_Given passage_.
Dick learns from Tommy that Abe North has just died—”beaten to death in a speakeasy in New York.” Dick feels remorse for Abe’s death and mourns the loss of his own youth.
Book 2, Chapter 17
Three months after Nicole’s breakdown, Dick asks Franz for a leave of absence. He says he must get away, get some rest.
Dick flies the next week to Munich, ostensibly to attend a conference, but he plans to attend sessions as little as possible. From there he plans to travel to the Mediterranean, for pure relaxation.
Book 2, Chapter 16
After lunch Dick goes to the house where a distraught Nicole awaits him with a letter she demands he reads. Addressed to Nicole, it is from a recently discharged female patient who is accusing Dick of molesting her daughter who was with her during much of her treatment. Dick recalls the daughter as a “flirtatious little brunette” and remembers he had kissed her in an “almost indulgent way,” but went no further than that.
Dick assures Nicole of his innocence, pointing out the writer of the letter is “deranged.” Nicole is unconvinced, so Dick takes a strong tone with her and tells her to get the children so they can go on their planned trip to an area fair. As he drives them, he knows Nicole is very unstable. Sure enough, when they get to the fair, Nicole suddenly takes off running. Knowing he must give chase, Dick deposits the children with an attendant at a lottery wheel and desperately looks for his wife, finally finding her riding a Ferris wheel and laughing crazily. He takes her firmly by the arm, again taking a strong tone with her, but she remains resistant and refers to him as Svengali, a fictional character who seduces young women.
Remaining strong, Dick finally sees Nicole succumb as she begs, “Help me, help me, Dick!” They go to find the children and start the drive home. The feeling is of grief and sorrow. Dick knows what awaits him once they get home, a return to “the régime relaxed a year before.”
Suddenly, as they near the clinic on a treacherous patch of road, Nicole grabs the wheel and nearly sends them to their death. Luckily, the car is trapped at a 90-degree angle against a tree. Dick is absolutely furious. He sends Lanier and Topsy to a nearby inn to get help. Nicole’s insane action is to look at herself in a compact mirror and smooth back her hair.
The proprietor of the inn soon arrives, and Dick tries to get Nicole safely out of the car. Her response is to jump out on her own and nearly fall down the hillside. Dick sends her to the inn to wait with the children. Then, worried about what she might do next, he decides to abandon the car for now, and he hurries up after her.
Book 2, Chapter 15
The Divers have been in Zurich for 18 months as this chapter opens. Dick awakens from a dream about war and diagnoses in himself: “Non-combatant’s shell-shock.” He thinks about Nicole’s loneliness and continuing need to own him. It seems being back in Zurich has not eased the repression he feels around the relationship at all.
When morning arrives Lanier comes to watch Dick shave. He and his father have developed a closer relationship in Zurich, and Dick is glad of that. He is now 38 years old.
Dick and Nicole have added a great deal of class and beauty to the clinic, so it now rather resembles a country club. Dick seems to enjoy his work, and many of his patients adore him. He muses this morning about some of his current cases. His most fascinating is an American painter who came to the clinic from Paris, where her cousin found her raving mad among other artists. She suffers acutely physically, with sores all over her body, but her mind remains mostly sharp. He feels a certain level of love for her and great empathy for her suffering. Readers are able to follow Dick on his rounds that morning and meet several more of his patients.

_Work task_.
According to the chapter summaries, how old is Dick when the Divers have been in Zurich for 18 months? The lines that come next have nothing to do with the chapter summaries above.

_Provided material_.

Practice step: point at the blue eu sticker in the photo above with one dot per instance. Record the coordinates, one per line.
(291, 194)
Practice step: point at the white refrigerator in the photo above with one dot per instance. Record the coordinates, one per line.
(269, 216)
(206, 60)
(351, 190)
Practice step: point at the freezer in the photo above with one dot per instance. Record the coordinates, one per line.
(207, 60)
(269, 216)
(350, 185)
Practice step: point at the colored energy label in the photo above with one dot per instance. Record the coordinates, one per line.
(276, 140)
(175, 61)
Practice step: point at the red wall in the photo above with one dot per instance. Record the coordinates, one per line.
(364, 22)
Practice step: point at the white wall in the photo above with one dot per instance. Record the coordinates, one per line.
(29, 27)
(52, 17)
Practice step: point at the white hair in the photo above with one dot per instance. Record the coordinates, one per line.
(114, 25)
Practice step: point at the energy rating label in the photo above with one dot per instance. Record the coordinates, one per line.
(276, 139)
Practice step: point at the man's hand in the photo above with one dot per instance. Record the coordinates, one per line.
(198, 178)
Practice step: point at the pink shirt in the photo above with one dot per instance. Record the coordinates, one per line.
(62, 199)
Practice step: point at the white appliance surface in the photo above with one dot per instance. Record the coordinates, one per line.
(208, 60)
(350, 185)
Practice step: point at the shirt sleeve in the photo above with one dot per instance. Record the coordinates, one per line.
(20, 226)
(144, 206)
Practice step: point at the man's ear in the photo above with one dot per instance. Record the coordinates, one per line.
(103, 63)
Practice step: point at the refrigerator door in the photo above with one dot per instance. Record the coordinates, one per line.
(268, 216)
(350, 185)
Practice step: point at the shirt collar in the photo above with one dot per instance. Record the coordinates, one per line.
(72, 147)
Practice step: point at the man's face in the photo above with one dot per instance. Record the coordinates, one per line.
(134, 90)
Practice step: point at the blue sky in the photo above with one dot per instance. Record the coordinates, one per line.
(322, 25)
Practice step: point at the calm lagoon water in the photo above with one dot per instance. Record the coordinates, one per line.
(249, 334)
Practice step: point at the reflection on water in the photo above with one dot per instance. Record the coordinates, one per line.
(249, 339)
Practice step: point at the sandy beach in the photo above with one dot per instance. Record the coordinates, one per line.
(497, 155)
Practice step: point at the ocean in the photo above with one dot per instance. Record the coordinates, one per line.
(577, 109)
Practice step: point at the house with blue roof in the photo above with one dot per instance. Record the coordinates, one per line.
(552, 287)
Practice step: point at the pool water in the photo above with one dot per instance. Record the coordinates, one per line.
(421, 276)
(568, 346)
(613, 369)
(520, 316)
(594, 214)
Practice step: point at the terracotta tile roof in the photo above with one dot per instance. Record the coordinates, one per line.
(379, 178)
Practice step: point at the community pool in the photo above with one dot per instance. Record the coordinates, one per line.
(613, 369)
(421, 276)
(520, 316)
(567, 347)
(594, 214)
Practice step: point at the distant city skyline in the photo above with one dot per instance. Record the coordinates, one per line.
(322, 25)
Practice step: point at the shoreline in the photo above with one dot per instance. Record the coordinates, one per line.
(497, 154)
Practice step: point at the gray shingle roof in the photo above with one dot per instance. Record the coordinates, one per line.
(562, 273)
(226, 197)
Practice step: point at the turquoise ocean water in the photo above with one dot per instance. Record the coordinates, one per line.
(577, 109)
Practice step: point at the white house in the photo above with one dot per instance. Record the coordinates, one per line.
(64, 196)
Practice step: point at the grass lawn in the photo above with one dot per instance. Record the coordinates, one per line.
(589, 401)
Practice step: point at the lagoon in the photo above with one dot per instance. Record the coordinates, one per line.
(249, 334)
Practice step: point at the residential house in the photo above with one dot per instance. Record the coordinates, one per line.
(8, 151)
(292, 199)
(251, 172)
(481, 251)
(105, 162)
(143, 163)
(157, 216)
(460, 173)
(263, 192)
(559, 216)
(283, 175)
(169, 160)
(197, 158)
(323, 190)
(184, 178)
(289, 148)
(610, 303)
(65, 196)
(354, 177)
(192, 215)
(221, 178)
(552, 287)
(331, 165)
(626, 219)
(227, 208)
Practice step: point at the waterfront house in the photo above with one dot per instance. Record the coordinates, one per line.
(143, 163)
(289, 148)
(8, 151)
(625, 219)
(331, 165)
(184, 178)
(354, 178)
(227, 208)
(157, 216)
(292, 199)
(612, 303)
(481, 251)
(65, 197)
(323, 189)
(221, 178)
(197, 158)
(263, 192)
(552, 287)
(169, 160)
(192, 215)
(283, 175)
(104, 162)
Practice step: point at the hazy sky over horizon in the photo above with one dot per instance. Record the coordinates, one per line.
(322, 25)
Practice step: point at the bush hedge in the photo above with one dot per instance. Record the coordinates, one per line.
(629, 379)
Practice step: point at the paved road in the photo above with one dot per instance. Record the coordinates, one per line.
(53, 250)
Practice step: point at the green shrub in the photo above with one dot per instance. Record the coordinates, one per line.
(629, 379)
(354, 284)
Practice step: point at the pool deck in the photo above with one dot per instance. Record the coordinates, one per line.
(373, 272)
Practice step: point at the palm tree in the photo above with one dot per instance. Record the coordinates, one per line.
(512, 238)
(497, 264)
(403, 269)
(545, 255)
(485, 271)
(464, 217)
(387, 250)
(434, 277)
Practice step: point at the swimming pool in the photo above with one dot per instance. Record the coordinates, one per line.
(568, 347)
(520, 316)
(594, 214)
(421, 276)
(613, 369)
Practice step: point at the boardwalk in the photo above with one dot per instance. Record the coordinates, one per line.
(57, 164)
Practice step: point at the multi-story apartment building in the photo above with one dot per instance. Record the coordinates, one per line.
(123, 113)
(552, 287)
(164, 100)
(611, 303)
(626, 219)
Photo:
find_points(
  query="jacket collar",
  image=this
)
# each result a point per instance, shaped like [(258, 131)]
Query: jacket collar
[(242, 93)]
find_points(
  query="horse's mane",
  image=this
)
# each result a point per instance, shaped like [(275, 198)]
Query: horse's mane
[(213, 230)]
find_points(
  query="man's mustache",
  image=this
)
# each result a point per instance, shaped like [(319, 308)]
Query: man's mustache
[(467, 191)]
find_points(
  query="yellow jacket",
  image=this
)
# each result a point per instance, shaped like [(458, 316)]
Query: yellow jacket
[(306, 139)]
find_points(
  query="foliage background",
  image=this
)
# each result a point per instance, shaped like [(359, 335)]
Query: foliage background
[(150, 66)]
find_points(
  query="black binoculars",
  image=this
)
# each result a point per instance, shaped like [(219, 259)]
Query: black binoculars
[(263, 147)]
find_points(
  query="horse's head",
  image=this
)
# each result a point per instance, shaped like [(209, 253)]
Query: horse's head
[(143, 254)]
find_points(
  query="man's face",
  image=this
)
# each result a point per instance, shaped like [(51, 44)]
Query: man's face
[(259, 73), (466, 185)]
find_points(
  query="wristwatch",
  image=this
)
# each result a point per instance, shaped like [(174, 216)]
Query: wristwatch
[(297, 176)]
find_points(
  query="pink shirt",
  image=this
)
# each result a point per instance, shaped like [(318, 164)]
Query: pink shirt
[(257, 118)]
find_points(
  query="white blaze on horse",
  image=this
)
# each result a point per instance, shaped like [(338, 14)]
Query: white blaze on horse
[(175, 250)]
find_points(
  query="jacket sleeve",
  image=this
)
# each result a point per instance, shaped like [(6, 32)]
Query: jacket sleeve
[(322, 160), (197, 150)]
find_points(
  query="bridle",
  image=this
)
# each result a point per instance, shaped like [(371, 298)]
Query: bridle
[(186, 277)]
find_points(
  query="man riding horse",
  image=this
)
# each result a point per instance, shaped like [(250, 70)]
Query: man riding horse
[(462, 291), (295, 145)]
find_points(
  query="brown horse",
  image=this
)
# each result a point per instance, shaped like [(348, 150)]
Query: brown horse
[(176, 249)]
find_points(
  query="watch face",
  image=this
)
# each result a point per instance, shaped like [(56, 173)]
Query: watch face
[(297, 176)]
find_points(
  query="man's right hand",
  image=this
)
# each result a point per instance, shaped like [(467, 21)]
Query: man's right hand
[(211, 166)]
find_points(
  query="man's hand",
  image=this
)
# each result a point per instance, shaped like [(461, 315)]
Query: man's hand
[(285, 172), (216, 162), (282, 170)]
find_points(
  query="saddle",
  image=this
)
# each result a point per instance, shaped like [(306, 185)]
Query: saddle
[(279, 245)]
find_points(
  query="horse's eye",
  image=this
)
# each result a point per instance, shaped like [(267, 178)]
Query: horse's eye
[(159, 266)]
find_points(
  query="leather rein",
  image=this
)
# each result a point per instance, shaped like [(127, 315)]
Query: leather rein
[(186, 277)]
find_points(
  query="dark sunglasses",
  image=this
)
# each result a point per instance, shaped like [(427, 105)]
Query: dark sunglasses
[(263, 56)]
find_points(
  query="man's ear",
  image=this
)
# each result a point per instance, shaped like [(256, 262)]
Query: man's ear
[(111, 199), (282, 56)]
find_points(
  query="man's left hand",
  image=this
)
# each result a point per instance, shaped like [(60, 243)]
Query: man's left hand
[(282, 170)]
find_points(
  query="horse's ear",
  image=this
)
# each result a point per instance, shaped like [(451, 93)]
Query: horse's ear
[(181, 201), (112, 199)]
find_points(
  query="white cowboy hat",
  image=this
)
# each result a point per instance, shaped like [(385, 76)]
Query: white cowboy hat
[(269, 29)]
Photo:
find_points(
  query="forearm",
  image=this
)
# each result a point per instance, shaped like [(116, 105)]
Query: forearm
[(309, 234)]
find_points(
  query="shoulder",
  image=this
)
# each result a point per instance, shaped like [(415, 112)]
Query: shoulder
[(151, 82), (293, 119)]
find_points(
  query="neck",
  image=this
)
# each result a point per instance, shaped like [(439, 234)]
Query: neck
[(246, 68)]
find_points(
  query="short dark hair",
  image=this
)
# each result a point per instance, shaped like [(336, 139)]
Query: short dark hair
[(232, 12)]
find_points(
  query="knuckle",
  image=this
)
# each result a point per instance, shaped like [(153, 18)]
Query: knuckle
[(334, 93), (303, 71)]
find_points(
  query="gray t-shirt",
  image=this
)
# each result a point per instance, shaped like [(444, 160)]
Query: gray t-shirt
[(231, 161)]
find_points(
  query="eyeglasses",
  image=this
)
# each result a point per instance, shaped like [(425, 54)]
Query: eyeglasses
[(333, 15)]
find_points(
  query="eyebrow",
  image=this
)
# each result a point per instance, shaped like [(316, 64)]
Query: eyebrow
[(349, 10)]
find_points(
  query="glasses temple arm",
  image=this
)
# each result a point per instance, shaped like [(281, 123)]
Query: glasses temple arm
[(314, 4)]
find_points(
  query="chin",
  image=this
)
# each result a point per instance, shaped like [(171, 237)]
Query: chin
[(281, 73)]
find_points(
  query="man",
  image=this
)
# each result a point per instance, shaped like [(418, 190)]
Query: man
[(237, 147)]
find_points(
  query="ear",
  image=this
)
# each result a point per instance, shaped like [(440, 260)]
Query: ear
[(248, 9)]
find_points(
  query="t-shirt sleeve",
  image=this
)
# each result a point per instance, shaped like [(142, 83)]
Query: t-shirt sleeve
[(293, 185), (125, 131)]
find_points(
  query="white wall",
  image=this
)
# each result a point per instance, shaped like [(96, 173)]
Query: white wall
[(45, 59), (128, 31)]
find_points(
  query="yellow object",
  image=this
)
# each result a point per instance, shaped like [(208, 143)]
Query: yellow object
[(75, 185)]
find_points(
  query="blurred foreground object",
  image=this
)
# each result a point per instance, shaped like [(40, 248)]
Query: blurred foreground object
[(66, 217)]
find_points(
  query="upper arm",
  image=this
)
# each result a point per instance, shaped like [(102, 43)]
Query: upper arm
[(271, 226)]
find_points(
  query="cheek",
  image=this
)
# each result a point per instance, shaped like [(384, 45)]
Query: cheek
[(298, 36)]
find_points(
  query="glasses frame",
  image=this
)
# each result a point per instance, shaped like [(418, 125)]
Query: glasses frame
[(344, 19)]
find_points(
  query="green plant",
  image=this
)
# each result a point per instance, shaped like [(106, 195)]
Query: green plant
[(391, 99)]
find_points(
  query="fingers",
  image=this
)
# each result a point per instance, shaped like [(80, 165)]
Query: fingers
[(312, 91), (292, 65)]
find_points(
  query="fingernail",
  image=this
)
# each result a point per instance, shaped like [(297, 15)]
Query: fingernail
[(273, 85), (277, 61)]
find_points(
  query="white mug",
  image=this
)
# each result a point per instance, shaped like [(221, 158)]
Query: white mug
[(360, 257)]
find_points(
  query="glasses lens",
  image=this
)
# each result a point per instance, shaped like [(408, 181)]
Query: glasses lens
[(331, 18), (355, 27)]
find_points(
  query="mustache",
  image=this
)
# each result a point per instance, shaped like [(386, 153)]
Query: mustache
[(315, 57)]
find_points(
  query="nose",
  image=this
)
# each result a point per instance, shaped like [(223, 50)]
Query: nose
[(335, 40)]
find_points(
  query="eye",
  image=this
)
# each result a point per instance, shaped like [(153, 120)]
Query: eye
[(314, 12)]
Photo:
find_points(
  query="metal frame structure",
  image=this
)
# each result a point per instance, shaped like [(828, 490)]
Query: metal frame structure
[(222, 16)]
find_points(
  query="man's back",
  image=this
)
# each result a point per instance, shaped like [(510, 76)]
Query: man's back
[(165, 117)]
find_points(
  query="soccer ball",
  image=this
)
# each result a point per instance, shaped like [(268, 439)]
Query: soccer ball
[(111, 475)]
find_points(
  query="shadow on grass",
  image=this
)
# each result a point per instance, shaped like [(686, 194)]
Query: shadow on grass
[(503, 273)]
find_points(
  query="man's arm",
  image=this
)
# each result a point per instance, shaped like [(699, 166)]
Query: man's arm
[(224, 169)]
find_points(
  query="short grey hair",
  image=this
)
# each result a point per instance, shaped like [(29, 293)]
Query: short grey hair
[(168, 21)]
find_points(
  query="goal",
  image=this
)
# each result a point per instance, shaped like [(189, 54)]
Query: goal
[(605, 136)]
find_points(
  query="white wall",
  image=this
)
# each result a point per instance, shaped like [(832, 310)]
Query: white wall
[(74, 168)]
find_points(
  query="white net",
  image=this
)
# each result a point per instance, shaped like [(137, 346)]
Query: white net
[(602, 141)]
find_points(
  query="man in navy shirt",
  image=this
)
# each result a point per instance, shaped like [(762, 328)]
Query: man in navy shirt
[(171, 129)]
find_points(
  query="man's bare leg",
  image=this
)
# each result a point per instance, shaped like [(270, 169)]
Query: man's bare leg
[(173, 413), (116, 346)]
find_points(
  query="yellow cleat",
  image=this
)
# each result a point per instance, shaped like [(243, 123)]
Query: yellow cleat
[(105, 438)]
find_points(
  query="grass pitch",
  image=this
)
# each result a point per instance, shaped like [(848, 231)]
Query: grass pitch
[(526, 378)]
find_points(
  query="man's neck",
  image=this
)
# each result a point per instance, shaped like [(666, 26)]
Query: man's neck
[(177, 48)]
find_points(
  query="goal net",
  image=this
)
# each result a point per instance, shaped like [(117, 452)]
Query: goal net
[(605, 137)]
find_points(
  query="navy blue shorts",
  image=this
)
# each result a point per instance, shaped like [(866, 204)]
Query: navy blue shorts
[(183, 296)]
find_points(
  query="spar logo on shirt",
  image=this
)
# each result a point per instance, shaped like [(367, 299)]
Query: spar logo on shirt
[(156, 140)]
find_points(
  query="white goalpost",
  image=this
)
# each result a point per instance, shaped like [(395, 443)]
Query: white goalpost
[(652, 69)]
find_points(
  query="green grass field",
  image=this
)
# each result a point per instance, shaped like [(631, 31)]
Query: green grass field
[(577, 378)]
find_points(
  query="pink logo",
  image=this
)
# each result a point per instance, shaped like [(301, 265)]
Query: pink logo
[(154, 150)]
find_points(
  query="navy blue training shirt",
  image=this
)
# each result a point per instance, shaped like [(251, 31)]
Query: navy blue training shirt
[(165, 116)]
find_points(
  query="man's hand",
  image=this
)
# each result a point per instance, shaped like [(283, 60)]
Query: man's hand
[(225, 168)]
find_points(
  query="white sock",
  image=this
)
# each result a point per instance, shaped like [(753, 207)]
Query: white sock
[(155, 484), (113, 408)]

_Response_.
He is 38 years old.